● TEXT EXTRACT:
— Begin —
How have your previous games informed your work on Diablo III?Boyarsky: As a game designer and as an artist, every game that you successfully make it through the rigours of creating gives you more insight into what you’re doing. A lot of my direct experience, I had to throw it out, because we were going the exact opposite way. My previous games (Fallout, Arcanum of Steamworks & Magick Obscura, Vampire: The Masquerade – Bloodlines) have a lot of dialogue, part of the gameplay itself was doing the dialogue and making it through the dialogue trees, whilst here we were doing the exact opposite, we were trying to make it an immediate experience. Obviously, the stuff I’ve learned about storytelling and characterisation comes through, but the biggest challenge from our side on the story was delivering to players without disrupting the action.

So how would you tell a story without going into the depths of something like Fallout or Bloodlines?
Boyarsky: The very tight balance between characterisation and story; our main conversations had to give you the information you needed, but we didn’t want to be too dry. That’s your leeway, how you’re going to make the characters come to life. The Lorebooks, the way you can play them while you’re running around and fighting, I think that was a great addition to the storytelling, a textbook example.
— End —
● RECORDED DATA:
— Begin —
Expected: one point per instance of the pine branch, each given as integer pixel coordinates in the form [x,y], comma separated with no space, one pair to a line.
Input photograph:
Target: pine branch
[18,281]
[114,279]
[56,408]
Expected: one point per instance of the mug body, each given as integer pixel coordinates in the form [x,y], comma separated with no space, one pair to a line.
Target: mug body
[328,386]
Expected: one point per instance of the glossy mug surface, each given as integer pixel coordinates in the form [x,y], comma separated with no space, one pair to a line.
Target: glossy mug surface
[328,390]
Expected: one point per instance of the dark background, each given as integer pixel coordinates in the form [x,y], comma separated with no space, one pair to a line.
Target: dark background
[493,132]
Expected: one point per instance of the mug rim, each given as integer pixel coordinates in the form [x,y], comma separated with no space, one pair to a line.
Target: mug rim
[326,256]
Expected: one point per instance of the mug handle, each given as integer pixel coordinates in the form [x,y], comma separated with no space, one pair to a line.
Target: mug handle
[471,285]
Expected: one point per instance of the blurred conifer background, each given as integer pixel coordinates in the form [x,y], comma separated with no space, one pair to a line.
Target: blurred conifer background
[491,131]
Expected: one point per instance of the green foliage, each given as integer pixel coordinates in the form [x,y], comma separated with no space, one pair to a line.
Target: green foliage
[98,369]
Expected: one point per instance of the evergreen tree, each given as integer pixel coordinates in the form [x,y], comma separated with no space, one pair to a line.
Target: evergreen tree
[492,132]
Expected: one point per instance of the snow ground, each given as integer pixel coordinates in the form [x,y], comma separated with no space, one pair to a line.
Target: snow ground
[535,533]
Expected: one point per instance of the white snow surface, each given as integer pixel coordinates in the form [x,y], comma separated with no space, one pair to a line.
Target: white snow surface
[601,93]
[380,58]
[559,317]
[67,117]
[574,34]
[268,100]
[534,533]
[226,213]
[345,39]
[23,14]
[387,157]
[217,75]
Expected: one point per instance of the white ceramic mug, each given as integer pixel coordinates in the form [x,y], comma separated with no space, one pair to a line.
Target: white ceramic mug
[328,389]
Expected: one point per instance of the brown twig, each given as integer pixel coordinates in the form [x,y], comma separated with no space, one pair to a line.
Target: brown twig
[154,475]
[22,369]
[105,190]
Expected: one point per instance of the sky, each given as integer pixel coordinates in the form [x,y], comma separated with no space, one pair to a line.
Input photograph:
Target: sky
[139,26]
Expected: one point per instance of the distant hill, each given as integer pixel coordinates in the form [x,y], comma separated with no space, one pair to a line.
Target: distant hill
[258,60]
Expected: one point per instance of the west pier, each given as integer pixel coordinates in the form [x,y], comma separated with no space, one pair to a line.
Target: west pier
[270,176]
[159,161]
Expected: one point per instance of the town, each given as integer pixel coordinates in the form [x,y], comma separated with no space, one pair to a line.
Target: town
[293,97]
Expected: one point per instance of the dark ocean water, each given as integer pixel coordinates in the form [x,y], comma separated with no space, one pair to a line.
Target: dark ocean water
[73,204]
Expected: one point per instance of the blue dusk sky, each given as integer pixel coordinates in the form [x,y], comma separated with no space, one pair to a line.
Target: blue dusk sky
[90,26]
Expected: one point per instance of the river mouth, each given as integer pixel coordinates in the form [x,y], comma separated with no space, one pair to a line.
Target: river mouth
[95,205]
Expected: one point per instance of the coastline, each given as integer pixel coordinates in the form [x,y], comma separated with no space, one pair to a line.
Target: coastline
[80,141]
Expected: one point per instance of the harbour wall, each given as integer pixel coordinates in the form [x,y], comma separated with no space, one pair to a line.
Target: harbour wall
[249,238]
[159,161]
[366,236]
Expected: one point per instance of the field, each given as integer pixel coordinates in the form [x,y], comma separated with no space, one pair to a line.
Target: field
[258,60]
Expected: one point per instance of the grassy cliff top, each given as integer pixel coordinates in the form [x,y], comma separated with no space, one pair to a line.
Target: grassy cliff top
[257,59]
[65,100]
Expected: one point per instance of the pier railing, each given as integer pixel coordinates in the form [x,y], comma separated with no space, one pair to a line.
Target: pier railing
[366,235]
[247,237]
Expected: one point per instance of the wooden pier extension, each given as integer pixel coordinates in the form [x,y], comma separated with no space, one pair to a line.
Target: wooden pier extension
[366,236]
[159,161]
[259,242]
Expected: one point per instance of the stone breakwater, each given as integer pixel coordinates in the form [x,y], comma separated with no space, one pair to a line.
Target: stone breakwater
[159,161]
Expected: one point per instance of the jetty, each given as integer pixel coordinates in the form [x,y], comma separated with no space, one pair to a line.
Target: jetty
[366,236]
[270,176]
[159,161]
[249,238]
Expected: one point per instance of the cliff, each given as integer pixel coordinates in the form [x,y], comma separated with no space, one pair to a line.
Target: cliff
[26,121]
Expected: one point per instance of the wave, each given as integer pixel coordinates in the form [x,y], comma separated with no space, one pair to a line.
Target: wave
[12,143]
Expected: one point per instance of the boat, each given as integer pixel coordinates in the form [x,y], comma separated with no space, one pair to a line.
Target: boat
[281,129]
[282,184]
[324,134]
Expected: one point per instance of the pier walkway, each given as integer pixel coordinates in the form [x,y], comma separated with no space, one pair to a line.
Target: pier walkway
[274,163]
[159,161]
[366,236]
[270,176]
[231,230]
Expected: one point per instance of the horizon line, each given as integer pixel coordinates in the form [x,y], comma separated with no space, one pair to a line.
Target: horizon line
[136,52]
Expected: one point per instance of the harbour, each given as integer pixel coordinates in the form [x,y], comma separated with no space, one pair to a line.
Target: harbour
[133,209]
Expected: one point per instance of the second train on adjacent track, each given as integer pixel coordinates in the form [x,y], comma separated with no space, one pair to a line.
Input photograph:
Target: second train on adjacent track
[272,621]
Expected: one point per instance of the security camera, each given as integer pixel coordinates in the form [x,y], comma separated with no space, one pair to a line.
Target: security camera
— End —
● WORK TO COMPLETE:
1) Answer the following about the Diablo III interview, one line each:
(a) Which three earlier games does Boyarsky list?
(b) What does he say was the biggest challenge on the story?
(c) What does he call the Lorebooks?
2) Summarize the Diablo III interview in two sentences.
3) Carry on the Diablo III interview from the point at which it stops.

● RESULTS BY TASK:
1)
(a) Fallout, Arcanum of Steamworks & Magick Obscura, and Vampire: The Masquerade – Bloodlines.
(b) Delivering the story to players without disrupting the action.
(c) A great addition to the storytelling, a textbook example.

2) Boyarsky says that his earlier games were heavy on dialogue, while Diablo III aimed for an immediate experience, so much of his direct experience had to be set aside, and the biggest story challenge was delivering it without disrupting the action. He describes a tight balance in which the main conversations give players the information they need without being too dry, and he calls the Lorebooks, which can be played while running around and fighting, a great addition to the storytelling.

3)
It’s System Shock.
Boyarsky: I have no idea what you’re talking about [grins].

How does the technical art inform the characterisation and feed back into the story?
Love: That stuff’s represented by graphics. There’s audio, dialogue, the written word and what you see. A lot of the time, what’s transpiring on screen is carrying a lot of the weight. We have to make sure that, when we’re putting that stuff on screen, that we’re not just making stuff that looks beautiful, but that’s it conveying the story intention and the gameplay, so that’s our first rule. What is it that needs to be conveyed, what does the player need to know, what is the story behind the action on-screen, and make sure we’re supporting that first. Then, make it beautiful.

How often do you make elements dissonant? Like Minsc’s Giant Space Hamster Boo in Baldur’s Gate? To screw around with people’s expectations?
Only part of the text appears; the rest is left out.